Starting at the line that contains "Where can the man in red" and continuing through the last line of the listing, rewrite those lines with the requests included. Multiply each x and y coordinate in the answers by 0.85 and round to whole numbers, with halves rounding up.

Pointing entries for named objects
....
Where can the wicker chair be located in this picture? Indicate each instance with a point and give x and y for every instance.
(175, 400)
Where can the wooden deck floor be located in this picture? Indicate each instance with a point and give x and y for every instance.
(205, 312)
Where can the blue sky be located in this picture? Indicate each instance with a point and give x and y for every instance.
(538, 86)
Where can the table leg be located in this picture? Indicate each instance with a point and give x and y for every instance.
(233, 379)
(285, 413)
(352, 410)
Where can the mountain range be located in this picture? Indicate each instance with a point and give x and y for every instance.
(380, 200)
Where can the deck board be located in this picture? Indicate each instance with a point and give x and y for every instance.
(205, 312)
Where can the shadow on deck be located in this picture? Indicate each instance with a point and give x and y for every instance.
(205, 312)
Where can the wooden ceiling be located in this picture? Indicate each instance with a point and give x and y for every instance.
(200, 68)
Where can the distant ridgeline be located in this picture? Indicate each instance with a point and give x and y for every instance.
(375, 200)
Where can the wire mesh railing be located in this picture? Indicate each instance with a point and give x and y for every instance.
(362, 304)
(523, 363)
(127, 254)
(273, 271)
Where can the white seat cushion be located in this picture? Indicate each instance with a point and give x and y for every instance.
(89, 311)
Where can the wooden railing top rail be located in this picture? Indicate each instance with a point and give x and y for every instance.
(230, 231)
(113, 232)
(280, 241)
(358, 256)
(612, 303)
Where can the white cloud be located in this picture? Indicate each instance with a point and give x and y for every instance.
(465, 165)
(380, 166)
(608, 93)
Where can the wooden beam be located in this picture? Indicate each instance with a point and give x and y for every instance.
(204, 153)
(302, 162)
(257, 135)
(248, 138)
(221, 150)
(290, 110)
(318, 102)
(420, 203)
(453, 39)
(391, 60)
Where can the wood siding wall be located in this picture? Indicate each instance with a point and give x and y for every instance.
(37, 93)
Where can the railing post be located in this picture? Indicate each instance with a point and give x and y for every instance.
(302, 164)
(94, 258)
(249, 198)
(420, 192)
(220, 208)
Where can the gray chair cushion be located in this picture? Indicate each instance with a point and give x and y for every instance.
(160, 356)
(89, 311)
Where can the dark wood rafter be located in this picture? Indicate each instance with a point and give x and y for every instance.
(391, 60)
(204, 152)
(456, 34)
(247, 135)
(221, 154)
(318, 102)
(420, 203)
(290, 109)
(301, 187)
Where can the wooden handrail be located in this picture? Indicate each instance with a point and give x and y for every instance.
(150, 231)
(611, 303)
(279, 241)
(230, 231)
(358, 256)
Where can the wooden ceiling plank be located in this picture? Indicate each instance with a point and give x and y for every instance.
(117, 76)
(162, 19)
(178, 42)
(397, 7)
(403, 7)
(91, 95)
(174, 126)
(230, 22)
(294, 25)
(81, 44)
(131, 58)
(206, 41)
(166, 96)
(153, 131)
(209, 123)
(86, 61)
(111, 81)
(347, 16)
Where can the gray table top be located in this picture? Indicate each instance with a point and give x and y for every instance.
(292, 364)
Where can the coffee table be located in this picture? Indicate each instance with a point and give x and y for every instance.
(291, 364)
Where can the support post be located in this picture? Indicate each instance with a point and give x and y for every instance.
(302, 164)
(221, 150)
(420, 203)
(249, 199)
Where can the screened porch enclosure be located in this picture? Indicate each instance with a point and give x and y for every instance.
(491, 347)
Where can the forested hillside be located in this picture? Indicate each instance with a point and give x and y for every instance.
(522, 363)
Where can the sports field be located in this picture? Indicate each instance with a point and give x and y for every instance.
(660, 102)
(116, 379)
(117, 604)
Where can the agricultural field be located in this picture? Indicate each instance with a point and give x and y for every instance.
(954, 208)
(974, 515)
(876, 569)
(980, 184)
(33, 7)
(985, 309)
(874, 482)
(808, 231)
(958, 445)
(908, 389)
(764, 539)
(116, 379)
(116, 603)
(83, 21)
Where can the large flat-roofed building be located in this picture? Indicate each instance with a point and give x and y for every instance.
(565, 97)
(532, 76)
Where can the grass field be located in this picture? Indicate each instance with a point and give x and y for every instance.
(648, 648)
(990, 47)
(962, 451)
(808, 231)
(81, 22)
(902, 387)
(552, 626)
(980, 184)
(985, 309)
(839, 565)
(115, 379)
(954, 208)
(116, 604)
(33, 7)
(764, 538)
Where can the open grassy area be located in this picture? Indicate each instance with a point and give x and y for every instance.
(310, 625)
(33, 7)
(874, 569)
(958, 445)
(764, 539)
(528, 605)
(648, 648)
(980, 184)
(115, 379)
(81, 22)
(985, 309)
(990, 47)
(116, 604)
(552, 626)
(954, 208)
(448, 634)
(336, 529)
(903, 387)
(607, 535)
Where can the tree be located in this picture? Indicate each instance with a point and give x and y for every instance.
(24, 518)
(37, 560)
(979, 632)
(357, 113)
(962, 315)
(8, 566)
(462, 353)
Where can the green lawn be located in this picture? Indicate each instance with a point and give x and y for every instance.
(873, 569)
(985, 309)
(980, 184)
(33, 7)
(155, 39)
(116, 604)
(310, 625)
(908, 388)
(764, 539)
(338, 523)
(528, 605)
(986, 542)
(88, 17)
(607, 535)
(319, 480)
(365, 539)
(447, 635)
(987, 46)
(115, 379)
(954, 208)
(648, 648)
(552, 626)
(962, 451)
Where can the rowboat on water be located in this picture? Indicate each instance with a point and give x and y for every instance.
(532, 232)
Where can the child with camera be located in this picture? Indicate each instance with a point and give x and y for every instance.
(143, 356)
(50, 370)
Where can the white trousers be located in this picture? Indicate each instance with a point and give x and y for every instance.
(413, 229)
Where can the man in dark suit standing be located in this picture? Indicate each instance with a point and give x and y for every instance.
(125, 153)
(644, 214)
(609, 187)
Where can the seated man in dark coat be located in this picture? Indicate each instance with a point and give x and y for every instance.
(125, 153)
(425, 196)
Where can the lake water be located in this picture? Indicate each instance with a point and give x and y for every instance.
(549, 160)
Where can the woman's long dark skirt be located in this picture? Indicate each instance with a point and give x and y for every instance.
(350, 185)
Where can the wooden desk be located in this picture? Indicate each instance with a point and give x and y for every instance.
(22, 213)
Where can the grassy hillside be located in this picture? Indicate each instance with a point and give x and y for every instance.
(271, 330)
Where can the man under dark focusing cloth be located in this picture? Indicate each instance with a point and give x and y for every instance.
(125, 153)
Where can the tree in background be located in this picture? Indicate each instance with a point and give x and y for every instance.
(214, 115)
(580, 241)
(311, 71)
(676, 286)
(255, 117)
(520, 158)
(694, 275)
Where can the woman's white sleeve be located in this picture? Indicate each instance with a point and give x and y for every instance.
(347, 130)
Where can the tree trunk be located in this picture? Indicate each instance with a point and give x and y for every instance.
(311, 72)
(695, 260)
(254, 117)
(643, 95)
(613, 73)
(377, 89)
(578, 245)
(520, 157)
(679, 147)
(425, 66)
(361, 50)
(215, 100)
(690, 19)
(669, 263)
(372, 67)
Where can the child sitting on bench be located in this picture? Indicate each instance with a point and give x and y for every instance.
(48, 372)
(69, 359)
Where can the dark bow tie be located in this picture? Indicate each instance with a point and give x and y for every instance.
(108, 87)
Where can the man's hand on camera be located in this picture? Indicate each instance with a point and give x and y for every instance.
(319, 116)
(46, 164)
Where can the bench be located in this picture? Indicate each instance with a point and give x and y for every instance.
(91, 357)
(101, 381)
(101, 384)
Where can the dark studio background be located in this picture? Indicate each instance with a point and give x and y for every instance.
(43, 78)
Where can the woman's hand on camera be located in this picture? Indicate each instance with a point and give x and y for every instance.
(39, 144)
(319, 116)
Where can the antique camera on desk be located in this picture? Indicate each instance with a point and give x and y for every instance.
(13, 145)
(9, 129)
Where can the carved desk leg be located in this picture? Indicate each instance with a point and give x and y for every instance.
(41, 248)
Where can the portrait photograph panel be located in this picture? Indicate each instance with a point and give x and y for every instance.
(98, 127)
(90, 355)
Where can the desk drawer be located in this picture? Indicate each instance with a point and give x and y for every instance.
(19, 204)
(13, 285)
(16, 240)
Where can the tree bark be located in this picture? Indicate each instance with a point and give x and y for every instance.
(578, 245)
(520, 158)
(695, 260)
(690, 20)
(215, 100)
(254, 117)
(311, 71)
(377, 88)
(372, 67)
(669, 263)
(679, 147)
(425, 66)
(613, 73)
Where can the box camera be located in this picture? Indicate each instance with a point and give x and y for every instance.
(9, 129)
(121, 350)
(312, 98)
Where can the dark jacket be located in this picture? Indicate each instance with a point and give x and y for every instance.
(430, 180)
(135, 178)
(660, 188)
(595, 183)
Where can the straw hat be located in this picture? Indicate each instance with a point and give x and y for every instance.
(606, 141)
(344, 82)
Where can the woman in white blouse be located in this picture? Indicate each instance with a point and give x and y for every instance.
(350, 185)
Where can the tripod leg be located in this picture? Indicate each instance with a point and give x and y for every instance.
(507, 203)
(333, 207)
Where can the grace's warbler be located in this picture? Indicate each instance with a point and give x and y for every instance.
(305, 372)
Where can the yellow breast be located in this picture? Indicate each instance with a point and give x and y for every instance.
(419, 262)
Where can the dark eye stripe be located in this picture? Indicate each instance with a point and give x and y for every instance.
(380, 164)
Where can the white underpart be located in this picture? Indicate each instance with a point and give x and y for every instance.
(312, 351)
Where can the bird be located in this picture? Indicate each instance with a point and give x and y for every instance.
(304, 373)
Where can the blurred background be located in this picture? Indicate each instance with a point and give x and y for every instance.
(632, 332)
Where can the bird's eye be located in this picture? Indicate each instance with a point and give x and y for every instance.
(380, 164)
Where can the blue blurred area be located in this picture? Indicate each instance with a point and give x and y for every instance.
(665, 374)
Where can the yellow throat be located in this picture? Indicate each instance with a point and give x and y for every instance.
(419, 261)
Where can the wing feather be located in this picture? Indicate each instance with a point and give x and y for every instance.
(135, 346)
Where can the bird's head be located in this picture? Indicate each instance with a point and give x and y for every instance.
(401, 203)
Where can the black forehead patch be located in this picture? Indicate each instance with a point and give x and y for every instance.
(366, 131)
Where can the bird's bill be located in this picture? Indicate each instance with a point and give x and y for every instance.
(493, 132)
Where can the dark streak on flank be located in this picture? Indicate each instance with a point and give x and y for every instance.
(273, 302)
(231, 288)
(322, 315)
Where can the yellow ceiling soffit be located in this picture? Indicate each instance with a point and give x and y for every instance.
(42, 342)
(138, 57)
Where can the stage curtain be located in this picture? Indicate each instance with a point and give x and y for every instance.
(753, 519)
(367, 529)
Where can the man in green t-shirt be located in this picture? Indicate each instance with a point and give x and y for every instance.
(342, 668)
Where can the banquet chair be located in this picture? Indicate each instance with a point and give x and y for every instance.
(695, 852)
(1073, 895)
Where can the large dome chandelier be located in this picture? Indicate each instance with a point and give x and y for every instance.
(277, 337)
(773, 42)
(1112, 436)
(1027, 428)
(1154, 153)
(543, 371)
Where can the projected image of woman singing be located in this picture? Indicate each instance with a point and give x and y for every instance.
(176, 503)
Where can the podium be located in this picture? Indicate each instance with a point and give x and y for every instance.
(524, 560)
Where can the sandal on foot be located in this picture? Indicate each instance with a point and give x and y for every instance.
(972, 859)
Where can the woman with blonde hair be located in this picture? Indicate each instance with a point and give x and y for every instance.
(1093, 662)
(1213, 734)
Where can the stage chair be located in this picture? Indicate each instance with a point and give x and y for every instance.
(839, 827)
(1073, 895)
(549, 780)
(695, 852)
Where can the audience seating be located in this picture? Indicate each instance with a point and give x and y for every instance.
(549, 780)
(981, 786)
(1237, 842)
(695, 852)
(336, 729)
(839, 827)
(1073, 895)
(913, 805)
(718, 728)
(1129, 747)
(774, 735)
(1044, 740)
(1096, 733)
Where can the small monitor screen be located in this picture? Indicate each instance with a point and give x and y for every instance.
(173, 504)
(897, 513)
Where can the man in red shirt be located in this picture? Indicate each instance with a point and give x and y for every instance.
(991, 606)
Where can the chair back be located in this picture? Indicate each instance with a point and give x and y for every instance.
....
The solution:
Where can the man in red shirt be located in this picture? Indicate each instance with a point and give x and y for every instance.
(842, 515)
Where can the chair back be located in this picture? Indicate each instance with a point and give x and y for every instance.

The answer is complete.